## Data shown

+ + + +

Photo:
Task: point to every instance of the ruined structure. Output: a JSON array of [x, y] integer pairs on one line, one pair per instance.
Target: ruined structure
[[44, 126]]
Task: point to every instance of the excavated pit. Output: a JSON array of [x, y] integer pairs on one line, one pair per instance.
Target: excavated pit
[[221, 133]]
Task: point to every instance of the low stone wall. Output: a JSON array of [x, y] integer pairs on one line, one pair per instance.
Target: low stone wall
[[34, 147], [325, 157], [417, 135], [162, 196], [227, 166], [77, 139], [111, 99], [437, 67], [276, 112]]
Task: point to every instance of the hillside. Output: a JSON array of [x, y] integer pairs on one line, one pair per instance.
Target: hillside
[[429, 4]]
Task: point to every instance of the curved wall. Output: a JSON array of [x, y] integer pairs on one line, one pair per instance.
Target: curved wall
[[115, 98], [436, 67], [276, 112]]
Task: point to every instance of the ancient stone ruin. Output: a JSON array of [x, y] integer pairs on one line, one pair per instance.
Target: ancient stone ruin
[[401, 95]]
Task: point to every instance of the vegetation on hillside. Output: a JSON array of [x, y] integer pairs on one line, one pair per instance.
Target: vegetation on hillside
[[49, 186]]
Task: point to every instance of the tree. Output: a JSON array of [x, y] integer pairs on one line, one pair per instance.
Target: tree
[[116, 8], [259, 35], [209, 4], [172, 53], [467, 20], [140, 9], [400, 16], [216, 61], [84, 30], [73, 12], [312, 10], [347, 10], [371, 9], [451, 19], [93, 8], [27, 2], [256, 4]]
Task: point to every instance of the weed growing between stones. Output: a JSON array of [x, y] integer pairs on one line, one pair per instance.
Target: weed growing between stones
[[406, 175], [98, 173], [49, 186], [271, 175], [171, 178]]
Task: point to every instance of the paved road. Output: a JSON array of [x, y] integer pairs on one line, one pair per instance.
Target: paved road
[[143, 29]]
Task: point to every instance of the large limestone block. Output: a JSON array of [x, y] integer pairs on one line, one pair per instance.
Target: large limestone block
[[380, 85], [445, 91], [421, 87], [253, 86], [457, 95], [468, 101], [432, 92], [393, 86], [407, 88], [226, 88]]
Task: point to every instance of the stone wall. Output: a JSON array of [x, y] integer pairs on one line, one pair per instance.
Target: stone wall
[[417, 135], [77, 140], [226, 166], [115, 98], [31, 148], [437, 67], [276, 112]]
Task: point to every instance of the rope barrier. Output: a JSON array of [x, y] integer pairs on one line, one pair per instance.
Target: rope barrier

+ + + +

## Task details
Retype, exactly as written, each line from the one containing "Task: point to every instance of the rope" through the last line of the listing above, and leave out all other lines.

## Answer
Task: point to every instance of the rope barrier. Output: a JSON array of [x, y] integer pairs on one line, one pair per instance.
Target: rope barrier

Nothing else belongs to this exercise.